Starting at the line that contains "Tag one point per instance of the car's front", output each line through the end of the data exactly, and nothing more.

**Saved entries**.

⁂

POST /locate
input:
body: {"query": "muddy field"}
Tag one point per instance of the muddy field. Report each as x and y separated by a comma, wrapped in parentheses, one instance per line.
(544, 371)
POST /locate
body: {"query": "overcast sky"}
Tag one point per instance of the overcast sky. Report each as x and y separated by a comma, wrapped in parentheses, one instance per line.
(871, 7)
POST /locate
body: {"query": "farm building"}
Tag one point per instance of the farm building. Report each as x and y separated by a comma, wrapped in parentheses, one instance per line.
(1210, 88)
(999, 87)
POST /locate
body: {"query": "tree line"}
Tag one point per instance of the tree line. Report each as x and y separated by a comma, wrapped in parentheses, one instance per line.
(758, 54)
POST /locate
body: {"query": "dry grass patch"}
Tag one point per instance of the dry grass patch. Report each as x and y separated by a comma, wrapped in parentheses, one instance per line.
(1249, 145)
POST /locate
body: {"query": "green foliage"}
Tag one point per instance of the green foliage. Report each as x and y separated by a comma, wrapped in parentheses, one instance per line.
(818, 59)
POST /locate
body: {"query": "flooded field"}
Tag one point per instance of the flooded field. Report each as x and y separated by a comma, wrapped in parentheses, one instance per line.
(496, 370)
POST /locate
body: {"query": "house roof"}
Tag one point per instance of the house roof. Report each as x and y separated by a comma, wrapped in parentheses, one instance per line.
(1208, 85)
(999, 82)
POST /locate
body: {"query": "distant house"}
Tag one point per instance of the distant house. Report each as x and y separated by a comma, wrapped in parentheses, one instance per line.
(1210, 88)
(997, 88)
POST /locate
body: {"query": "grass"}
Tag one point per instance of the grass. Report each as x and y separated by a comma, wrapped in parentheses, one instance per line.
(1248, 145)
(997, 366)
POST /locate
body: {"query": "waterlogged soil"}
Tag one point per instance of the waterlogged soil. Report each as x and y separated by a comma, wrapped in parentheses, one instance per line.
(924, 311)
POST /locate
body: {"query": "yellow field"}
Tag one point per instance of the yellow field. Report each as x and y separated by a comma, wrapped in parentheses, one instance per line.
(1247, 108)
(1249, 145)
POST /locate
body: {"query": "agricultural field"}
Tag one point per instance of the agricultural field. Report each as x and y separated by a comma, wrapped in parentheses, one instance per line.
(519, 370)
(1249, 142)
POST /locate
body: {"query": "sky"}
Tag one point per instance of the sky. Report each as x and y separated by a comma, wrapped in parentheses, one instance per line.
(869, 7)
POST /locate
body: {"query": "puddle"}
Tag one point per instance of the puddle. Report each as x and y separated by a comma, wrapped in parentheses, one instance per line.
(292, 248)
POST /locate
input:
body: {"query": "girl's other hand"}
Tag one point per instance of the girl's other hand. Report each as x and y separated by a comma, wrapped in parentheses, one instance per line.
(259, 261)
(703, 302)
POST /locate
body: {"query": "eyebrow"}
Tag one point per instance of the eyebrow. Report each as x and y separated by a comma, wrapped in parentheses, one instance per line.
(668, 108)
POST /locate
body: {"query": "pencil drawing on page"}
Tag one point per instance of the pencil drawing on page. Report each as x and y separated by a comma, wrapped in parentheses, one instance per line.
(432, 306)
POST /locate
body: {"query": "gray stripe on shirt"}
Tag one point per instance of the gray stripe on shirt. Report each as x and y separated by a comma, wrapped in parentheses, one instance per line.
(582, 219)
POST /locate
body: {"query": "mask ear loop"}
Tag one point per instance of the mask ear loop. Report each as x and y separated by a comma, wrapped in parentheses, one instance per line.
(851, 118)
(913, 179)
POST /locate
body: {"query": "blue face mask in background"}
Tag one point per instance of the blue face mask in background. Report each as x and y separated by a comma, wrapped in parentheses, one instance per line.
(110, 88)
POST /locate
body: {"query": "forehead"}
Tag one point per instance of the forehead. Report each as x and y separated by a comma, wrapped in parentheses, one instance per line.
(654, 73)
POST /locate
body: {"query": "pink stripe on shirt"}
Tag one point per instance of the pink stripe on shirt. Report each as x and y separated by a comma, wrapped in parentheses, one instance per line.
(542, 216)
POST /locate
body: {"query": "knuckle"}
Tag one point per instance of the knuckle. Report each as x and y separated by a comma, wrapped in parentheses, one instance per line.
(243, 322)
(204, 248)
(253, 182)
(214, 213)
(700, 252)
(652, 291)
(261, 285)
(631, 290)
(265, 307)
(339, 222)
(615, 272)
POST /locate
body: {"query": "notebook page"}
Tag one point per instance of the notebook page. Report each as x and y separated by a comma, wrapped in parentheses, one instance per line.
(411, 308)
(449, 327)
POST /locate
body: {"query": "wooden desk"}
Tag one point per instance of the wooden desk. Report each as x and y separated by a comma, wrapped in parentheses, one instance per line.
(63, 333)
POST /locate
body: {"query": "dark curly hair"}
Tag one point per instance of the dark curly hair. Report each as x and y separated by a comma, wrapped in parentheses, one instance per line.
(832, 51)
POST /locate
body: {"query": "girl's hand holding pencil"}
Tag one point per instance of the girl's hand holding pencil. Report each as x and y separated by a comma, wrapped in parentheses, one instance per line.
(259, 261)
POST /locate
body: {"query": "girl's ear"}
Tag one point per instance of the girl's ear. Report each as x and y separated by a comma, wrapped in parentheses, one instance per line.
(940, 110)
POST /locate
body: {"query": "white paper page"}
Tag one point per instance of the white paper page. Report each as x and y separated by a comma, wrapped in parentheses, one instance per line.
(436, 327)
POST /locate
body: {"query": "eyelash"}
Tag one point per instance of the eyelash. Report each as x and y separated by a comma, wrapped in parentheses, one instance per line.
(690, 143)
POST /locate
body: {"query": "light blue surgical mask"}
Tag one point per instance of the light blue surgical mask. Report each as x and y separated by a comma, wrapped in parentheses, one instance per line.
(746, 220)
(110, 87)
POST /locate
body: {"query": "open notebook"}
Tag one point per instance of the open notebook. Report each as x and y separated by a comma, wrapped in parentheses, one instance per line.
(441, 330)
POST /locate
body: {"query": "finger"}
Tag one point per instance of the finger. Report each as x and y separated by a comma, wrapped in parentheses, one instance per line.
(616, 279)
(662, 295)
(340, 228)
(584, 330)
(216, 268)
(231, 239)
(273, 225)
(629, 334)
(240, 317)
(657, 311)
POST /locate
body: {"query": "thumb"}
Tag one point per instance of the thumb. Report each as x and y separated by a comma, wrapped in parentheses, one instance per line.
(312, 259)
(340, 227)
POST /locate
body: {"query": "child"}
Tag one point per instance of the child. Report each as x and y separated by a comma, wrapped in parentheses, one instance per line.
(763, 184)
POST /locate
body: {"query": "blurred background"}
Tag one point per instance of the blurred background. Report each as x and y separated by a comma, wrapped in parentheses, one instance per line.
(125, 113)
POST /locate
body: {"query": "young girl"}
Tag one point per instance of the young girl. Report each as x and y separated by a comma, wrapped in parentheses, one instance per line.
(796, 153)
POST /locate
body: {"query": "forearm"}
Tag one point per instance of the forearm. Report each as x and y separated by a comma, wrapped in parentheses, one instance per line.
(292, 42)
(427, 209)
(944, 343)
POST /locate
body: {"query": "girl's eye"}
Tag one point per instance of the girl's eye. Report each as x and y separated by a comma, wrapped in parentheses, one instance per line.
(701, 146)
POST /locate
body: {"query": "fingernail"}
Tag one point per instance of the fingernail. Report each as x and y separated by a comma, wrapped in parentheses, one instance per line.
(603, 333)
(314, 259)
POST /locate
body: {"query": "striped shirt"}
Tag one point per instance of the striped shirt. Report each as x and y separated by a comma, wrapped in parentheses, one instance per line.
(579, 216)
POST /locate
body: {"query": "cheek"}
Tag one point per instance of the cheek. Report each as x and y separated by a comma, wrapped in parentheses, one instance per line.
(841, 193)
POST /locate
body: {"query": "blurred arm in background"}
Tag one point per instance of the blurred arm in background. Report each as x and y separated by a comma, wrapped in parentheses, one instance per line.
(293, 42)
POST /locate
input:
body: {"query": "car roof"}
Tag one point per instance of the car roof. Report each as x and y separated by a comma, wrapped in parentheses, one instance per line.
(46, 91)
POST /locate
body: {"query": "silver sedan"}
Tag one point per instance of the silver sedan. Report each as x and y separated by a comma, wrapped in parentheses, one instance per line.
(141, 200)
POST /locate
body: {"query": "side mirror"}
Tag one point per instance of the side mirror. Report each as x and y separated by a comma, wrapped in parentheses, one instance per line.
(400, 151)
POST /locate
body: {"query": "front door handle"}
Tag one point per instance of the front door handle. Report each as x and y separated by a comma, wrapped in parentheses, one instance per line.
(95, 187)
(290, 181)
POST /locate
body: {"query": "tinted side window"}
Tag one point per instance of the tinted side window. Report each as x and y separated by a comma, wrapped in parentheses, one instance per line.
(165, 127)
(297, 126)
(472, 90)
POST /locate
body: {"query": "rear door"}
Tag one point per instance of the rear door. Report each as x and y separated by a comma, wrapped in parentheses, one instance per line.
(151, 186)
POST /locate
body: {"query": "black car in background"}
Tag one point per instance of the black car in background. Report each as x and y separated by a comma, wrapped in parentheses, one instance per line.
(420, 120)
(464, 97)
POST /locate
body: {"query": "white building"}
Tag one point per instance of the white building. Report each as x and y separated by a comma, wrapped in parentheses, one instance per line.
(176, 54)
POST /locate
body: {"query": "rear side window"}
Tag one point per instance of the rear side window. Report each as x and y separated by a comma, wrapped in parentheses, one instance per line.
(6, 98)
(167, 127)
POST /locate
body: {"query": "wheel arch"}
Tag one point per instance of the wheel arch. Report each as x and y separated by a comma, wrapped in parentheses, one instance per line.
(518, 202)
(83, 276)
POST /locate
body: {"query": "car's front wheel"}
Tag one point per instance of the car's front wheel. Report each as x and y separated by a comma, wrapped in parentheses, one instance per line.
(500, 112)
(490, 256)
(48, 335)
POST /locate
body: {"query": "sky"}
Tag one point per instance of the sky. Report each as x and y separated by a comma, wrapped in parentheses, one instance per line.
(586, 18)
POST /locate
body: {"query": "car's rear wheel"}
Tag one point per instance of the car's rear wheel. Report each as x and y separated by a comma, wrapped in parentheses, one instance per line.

⁂

**Solution for this exercise**.
Tag one point per instance of the car's front wheel. Report each as x and y separated by a comma, wrapped in parentheses, one instance per line.
(500, 112)
(490, 256)
(48, 335)
POST /locate
body: {"query": "sky"}
Tag one point per instance of the sky. Report each as x and y separated by a comma, wrapped in parentheses, one instance per line.
(586, 18)
POST /locate
body: {"query": "car's rear wheel"}
Tag one point per instance of the car's rear wheel. Report each as x and y separated by a comma, wrapped in parentheses, one instance per line.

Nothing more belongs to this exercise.